* _Task input_:
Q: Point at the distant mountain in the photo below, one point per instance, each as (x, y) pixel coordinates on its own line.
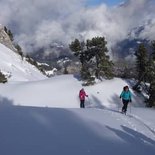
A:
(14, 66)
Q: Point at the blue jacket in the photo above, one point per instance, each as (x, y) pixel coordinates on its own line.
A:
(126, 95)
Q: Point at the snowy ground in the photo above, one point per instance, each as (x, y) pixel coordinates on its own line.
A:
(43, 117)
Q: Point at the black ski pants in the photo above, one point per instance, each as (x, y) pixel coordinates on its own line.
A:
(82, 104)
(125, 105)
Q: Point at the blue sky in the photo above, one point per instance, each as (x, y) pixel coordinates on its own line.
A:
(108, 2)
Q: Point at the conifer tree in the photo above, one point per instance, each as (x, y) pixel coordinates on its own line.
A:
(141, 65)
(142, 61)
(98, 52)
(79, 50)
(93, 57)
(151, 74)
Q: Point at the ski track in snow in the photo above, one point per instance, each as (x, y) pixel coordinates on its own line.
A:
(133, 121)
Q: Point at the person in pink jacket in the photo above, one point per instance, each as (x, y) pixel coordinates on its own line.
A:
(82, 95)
--
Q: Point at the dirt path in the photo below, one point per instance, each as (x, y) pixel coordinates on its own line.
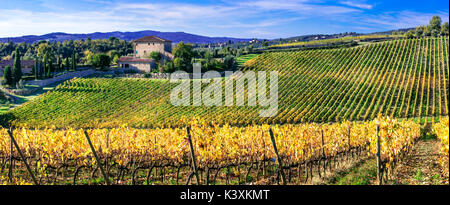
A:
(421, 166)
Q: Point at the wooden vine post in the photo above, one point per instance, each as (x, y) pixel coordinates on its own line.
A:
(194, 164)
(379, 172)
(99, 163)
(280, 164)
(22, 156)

* _Request_: Please collect every line of the rows above that contains the word "jacket" and copy each one in full.

* _The result_:
Q: Point at the blue jacket in the photo above, one point per instance, each as (x, y) pixel coordinates on its own line.
Q: Point at the person in pink jacket in the photo above, one point per instance, each as (x, y) pixel coordinates on its own line.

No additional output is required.